** Begin Exercise input **

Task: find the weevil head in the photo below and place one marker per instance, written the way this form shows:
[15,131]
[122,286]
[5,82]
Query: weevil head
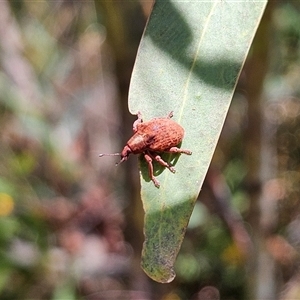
[125,153]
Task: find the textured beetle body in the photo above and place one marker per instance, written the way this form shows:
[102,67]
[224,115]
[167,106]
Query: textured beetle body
[153,137]
[157,135]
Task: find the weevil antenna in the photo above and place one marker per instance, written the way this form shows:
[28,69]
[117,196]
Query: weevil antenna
[109,154]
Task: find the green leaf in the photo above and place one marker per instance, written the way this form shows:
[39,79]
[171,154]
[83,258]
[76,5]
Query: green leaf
[188,62]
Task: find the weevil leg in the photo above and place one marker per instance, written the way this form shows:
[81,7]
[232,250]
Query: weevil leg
[150,168]
[137,122]
[178,150]
[170,115]
[162,162]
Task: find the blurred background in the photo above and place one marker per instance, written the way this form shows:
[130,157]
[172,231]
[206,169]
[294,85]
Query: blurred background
[71,224]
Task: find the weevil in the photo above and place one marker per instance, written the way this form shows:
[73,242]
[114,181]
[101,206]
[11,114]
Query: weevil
[151,138]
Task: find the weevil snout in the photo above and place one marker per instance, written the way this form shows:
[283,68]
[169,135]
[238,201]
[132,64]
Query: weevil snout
[124,154]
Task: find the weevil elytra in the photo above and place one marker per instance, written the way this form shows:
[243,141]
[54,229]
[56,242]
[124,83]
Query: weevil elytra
[151,138]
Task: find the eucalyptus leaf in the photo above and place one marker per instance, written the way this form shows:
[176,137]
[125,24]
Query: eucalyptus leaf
[188,62]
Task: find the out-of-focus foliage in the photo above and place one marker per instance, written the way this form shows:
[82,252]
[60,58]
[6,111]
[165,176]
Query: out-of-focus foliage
[63,219]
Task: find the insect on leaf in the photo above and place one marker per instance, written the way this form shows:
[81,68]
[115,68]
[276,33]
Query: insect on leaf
[189,60]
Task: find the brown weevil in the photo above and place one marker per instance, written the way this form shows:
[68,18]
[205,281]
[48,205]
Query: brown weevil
[150,138]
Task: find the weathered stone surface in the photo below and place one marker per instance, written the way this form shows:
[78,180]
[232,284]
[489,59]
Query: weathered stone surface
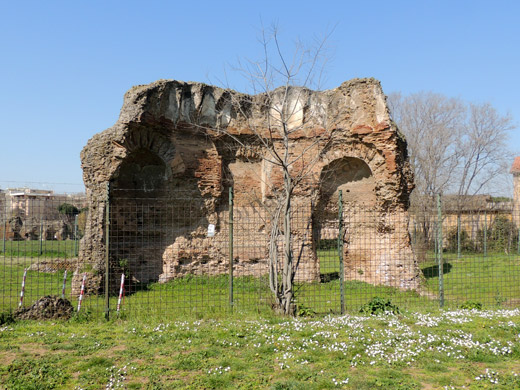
[169,141]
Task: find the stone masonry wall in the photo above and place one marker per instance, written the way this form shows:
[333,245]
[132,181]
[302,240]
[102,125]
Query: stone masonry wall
[197,140]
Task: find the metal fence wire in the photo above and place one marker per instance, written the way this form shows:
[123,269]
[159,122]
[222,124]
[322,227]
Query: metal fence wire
[177,253]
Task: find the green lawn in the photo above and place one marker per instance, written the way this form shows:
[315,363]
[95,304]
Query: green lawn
[440,350]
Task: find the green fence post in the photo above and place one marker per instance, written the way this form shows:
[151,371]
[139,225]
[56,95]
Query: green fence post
[517,242]
[41,237]
[485,234]
[458,236]
[439,252]
[107,252]
[231,248]
[340,254]
[76,235]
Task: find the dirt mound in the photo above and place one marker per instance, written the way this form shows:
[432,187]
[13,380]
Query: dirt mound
[46,308]
[51,266]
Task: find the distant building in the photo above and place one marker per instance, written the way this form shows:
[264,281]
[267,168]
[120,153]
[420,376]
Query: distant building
[515,171]
[28,203]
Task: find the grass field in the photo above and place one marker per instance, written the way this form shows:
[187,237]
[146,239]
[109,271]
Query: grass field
[441,350]
[493,281]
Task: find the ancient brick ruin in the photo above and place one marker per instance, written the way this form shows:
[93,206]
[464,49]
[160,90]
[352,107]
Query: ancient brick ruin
[174,136]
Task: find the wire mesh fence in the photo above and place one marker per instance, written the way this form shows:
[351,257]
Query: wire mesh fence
[175,253]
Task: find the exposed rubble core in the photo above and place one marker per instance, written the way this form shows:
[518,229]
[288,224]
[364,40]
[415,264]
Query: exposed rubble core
[176,137]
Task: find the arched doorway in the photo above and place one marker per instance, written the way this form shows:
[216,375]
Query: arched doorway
[353,177]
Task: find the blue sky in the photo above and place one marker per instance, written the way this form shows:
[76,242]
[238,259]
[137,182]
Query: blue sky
[65,65]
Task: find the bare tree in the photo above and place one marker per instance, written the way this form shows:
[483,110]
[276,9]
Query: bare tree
[280,85]
[454,147]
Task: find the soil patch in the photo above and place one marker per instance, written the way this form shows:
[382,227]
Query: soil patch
[46,308]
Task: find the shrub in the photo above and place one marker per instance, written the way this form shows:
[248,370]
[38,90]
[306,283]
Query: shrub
[501,236]
[453,241]
[468,305]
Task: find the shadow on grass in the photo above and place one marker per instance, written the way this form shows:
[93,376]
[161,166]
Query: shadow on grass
[433,271]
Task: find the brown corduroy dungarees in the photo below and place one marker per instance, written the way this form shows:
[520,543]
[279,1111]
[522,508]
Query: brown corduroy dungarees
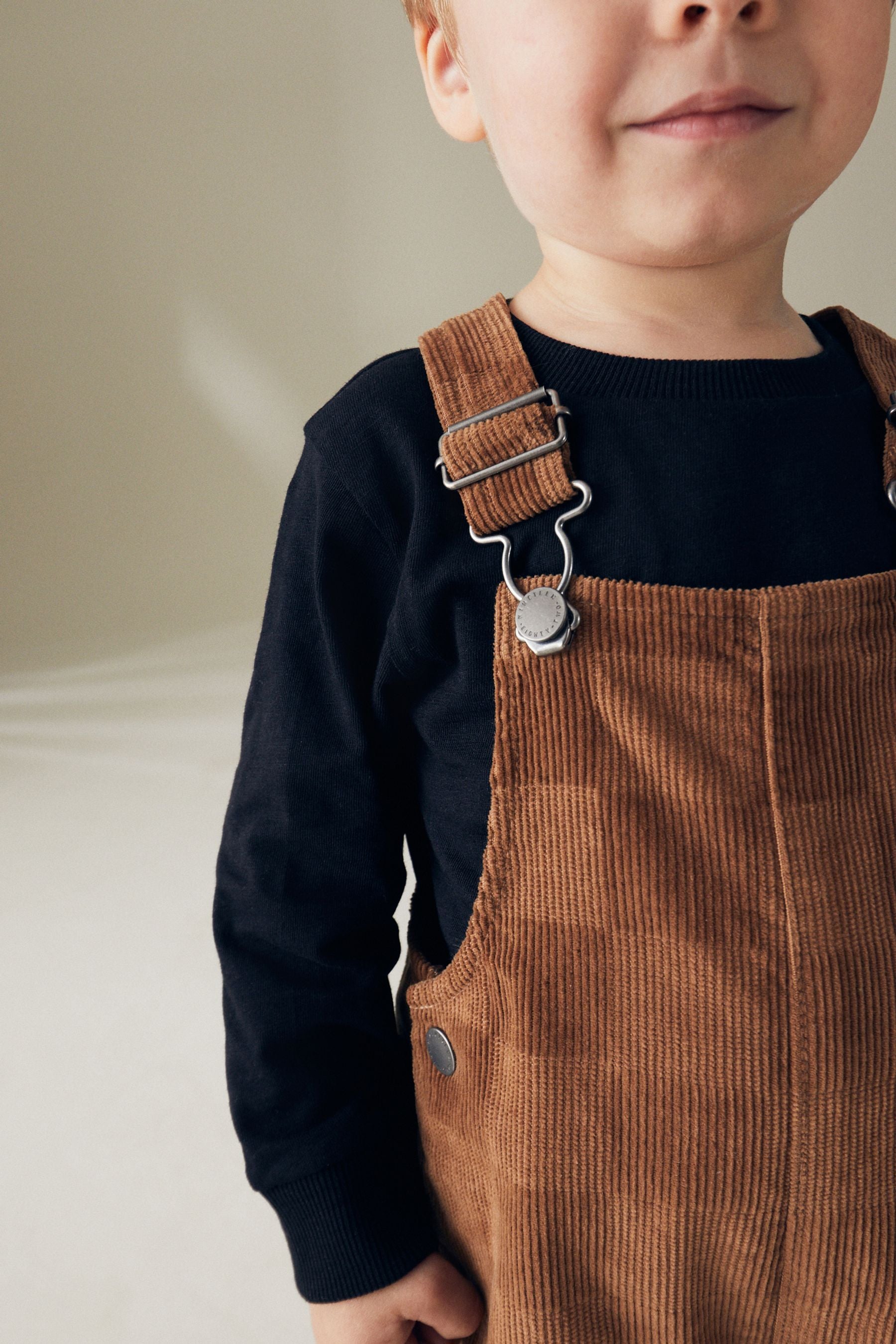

** End Exercise input **

What you are asked to do:
Pull out each line in the rows above that contains the string "mound". Case matters.

Result:
Task: find the dirt mound in the photo above and place one marker per instance, written the way this form shows:
Query: dirt mound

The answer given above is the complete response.